EXERCISE PROMPT | Extract the entries in their exact form.

DATA SHOWN |

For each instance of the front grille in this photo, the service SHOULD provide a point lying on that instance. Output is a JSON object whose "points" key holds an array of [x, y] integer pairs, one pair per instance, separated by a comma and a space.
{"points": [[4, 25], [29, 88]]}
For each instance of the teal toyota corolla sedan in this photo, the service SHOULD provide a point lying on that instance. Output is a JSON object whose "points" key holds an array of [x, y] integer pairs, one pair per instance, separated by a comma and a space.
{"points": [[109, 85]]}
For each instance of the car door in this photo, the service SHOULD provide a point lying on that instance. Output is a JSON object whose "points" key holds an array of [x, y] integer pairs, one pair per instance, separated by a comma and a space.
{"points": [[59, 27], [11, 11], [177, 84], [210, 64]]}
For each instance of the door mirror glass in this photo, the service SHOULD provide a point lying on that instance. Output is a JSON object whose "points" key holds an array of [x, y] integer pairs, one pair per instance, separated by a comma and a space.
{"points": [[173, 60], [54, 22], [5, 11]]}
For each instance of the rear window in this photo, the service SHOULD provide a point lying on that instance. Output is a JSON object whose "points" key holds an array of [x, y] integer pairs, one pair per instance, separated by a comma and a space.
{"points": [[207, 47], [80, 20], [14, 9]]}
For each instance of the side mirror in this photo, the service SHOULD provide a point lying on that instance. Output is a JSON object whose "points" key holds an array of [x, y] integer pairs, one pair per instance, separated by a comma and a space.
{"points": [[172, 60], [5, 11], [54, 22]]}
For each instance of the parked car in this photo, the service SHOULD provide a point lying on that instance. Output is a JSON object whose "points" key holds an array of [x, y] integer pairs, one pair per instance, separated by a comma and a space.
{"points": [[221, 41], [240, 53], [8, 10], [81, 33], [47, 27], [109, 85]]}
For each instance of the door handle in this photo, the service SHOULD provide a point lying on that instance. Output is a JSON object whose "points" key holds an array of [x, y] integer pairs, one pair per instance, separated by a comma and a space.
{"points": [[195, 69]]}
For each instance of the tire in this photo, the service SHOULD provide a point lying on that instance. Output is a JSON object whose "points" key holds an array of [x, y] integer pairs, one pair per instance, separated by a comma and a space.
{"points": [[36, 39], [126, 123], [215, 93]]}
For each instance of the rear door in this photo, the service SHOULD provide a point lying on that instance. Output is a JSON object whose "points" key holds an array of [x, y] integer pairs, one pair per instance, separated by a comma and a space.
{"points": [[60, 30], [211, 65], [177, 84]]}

TASK SOLUTION |
For each instance of the front grille in this photo, the service SHOULD provide a point lying on that instance. Output is a JSON object whose "points" key holds an array of [x, y] integer pairs, one pair per instance, separated by a comma and a space.
{"points": [[4, 25], [29, 88]]}
For each instance of the teal toyota corolla sedan in this photo, the service SHOULD provide a point lying on that instance. Output is a JSON object whose "points" key holds an array of [x, y] integer pairs, one pair per instance, separated by a comma and a space.
{"points": [[109, 85]]}
For each instance of the car door in this photo, the service SHOULD provide a point lying on that instance. Output is a JSON object whose "points" key holds an array of [x, y] integer pairs, one pair per instance, separated by a comma and a space.
{"points": [[59, 27], [11, 11], [177, 84], [210, 64]]}
For each instance of the door mirror glass in this photo, the service SHOULD provide a point lying on that instance. Output is a JSON object whose "points" key holds an array of [x, y] integer pairs, one pair per instance, separated by a comma and a space.
{"points": [[173, 60], [54, 22], [5, 11]]}
For each instance of the rear window in this photo, the service SHOULD provide a point lying on that instance. Output is a JSON object whose "points" key holds an array of [x, y] integer pairs, one pair per instance, separated by a comma and a space.
{"points": [[207, 47], [80, 20], [14, 9]]}
For each instance of the side mirror in this photo, the service SHOULD provide a point lying on that instance. Output is a JSON object whose "points" key holds an array of [x, y] integer pairs, one pair per instance, separated by a comma and a space.
{"points": [[172, 60], [5, 11], [54, 22]]}
For each instance of the parked car in this photo, the service SHOULD provide a point lying on that instance. Output is a JSON object whose "points" key holds an array of [x, y] integer pairs, one pair per instance, separated by a comma and a space.
{"points": [[221, 41], [240, 53], [8, 10], [81, 33], [47, 27], [109, 85]]}
For each instance of the door handle in this photo, the service SHOULD provide a point lying on that instance. Output is a JSON object whose "points" key holds an array of [x, y] integer pairs, one pair per instance, separated by a comma and a space.
{"points": [[195, 69]]}
For each instance of the tire in this photo, the service SHOULD provide a point lying on that instance. Output is a JSON object whose "points" key holds an array of [x, y] integer pairs, one pair per instance, separated by a comma and a space.
{"points": [[36, 39], [126, 123], [215, 93]]}
For each instance of the rear door in this photo, the service SHOULD provide a point lying on that instance. Output is a JSON object whose "points" key holds an array of [x, y] integer pairs, one pair per instance, separated by a comma and a space.
{"points": [[60, 30], [211, 65], [177, 84]]}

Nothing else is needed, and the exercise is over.